#### COMPITO RICHIESTO 1:
Secondo il testo fornito, perché le donne rinchiuse nel manicomio di Santa Caterina sono state punite? Rispondi in una o due frasi.

#### TESTO FORNITO:
Gli incompresi di Lisbona Francesco: Le donne senza Voce
Gli incompresi, scritto da Francesco Lisbona, è un romanzo che dà voce alle donne recluse in manicomio durante il periodo fascista in Italia. È la storia delle anime sospese che non hanno voce.
È una storia femminile, donne rinchiuse nel manicomio di Santa Caterina, ognuna di loro ha provato ad andare contro la società e lo stato, si sono ribellate e per questo sono state punite.
La particolarità di questo romanzo è che ogni capitolo si conclude con una poesia, questo prova un messaggio di speranza per queste donne, che all’improvviso si sono ritrovate a sopravvivere ma soprattutto a perdere la loro condizione di femmina.
“Era il rifugio delle insofferenti e delle ribelli”
Essere donna in quell’epoca significava essere l’angelo del focolare, significava passare dalla casa paterna a quella del marito, se non quella della suocera che dettava legge. Una suocera che qui ha il valore dell’antagonista, un personaggio che per tutta la durata del romanzo non mostra un accenno di rimorso.
In quest’ospedale psichiatrico, sebbene siano rinchiuse le donne considerate dalla società come pazze oppure non idonee a quell’epoca, c’è un’infermiera che fa da intermediaria per le famiglie di queste anime sospese. Teresa culla come una madre queste donne, mostra il suo lato di Giuditta e lo fa per loro, si vendica per loro e soprattutto per ridare la vita e la condizione di madre a Lucilla.
Lucilla è un nome, una madre, una donna innamorata, una donna che si ribella alle avances di un uomo, è l’anima sospesa in attesa di rivedere i suoi figli.

#### DATI DELL'ESERCIZIO:

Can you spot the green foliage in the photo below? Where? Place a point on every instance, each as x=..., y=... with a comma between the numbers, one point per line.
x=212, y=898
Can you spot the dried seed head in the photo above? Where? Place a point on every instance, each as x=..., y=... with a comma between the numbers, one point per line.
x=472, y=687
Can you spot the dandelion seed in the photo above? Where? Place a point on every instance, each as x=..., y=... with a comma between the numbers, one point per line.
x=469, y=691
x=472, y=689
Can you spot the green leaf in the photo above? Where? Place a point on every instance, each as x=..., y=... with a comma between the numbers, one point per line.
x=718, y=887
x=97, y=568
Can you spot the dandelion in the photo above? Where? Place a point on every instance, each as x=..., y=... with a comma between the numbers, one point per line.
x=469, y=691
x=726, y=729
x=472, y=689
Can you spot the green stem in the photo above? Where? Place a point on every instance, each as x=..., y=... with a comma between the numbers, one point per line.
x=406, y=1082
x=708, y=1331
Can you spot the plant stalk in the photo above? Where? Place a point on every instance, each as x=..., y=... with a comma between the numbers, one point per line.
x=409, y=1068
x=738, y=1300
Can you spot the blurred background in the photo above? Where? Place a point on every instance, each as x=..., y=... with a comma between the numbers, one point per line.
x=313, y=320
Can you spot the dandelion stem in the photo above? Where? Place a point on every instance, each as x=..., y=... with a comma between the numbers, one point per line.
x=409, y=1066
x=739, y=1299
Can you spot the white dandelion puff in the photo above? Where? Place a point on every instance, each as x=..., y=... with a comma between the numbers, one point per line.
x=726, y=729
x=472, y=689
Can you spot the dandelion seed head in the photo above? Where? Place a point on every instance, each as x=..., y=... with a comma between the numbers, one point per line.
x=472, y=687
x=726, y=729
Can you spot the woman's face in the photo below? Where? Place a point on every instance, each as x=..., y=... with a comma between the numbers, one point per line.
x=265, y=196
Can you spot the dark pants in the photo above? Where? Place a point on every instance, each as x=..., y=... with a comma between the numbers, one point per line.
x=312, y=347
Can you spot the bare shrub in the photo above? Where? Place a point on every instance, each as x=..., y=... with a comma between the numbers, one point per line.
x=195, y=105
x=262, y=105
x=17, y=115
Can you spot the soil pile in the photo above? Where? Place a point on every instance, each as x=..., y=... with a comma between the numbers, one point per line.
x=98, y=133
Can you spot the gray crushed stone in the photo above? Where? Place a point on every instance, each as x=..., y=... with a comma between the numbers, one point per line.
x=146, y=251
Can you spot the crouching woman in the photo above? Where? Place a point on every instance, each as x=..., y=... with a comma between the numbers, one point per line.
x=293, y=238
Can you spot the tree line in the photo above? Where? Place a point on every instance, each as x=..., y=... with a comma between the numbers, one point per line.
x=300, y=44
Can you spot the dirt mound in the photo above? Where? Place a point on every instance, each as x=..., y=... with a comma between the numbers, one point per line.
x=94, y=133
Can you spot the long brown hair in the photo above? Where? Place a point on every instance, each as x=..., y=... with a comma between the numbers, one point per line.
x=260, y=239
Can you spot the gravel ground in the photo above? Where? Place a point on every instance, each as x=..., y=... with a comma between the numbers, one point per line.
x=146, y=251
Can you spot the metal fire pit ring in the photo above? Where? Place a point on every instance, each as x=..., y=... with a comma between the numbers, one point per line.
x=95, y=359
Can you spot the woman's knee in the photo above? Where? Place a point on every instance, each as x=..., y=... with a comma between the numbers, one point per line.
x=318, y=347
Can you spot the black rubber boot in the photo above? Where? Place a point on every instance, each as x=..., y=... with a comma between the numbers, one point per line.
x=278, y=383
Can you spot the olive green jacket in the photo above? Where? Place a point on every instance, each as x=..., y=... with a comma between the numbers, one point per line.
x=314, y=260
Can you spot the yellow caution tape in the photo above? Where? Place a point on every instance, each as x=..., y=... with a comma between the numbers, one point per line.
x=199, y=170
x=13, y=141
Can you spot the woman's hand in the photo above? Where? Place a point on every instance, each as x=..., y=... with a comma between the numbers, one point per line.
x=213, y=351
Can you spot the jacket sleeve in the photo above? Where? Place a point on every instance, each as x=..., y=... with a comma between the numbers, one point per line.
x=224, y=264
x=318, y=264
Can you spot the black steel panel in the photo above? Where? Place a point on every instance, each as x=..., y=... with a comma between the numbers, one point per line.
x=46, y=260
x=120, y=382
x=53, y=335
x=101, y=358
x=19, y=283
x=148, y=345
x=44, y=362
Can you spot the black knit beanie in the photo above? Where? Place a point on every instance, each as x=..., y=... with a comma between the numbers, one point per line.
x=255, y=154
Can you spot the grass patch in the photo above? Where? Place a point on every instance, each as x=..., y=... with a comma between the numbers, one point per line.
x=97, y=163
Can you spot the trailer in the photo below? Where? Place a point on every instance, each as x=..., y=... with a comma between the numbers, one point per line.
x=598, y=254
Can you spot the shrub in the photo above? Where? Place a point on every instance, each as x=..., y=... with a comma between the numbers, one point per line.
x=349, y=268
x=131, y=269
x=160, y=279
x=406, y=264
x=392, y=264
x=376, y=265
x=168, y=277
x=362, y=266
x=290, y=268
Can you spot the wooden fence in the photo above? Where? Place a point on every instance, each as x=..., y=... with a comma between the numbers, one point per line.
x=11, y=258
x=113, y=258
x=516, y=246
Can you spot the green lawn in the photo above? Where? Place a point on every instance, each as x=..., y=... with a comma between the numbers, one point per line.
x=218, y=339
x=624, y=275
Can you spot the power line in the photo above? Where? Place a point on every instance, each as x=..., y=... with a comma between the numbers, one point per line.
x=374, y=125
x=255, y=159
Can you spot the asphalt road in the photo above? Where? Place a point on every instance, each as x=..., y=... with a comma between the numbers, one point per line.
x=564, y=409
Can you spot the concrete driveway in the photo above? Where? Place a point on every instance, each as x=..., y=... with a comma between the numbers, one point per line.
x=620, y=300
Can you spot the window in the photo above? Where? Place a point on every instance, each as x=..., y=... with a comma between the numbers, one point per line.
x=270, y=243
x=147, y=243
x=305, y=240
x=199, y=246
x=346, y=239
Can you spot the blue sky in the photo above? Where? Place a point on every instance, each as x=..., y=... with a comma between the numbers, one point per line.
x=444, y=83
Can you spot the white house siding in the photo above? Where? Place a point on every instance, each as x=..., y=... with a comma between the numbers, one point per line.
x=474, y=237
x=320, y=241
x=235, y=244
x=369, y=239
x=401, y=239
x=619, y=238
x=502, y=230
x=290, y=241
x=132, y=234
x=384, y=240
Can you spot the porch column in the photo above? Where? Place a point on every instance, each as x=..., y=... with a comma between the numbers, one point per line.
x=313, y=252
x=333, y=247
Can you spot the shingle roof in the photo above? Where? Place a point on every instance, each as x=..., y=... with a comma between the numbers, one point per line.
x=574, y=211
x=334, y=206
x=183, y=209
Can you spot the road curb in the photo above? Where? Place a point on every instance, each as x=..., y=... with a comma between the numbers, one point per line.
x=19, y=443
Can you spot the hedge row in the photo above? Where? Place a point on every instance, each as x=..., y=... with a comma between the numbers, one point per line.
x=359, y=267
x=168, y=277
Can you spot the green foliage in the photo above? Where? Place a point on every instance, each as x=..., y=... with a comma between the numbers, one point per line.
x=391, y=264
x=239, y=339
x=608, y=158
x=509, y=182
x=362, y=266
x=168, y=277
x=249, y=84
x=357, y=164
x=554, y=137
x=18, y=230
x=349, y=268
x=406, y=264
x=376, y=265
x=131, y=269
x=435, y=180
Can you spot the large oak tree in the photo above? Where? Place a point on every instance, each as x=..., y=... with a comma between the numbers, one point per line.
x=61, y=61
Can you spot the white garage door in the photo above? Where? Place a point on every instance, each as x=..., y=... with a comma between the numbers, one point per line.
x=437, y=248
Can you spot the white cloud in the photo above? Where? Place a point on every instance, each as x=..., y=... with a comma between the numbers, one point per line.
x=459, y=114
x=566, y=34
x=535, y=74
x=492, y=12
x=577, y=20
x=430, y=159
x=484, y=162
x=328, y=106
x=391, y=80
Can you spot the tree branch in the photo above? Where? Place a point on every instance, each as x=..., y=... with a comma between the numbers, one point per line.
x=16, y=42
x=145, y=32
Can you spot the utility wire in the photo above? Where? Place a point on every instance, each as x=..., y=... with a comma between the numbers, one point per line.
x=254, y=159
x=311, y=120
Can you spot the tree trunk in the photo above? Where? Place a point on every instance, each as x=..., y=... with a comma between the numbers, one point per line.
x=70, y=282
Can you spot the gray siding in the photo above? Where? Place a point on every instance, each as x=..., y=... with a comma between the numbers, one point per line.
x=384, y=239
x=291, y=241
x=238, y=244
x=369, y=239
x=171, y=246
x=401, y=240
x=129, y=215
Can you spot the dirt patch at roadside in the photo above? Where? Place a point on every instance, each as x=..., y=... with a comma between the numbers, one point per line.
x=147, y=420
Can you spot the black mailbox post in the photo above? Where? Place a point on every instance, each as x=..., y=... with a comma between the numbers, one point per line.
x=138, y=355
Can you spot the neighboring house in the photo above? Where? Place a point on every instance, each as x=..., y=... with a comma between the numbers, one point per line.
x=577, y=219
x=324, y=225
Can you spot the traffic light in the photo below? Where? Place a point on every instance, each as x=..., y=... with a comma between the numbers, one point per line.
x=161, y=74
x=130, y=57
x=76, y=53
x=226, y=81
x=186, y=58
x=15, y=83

#### COMPITO RICHIESTO 2:
Riporta tali e quali le righe dei dati dell'esercizio che vanno dall'inizio dei dati fino alla riga che contiene "x=212, y=898", entrambe comprese.

#### SOLUZIONE 1:
Sono state punite perché ognuna di loro ha provato ad andare contro la società e lo stato, ribellandosi.

#### SOLUZIONE 2:
Can you spot the green foliage in the photo below? Where? Place a point on every instance, each as x=..., y=... with a comma between the numbers, one point per line.
x=212, y=898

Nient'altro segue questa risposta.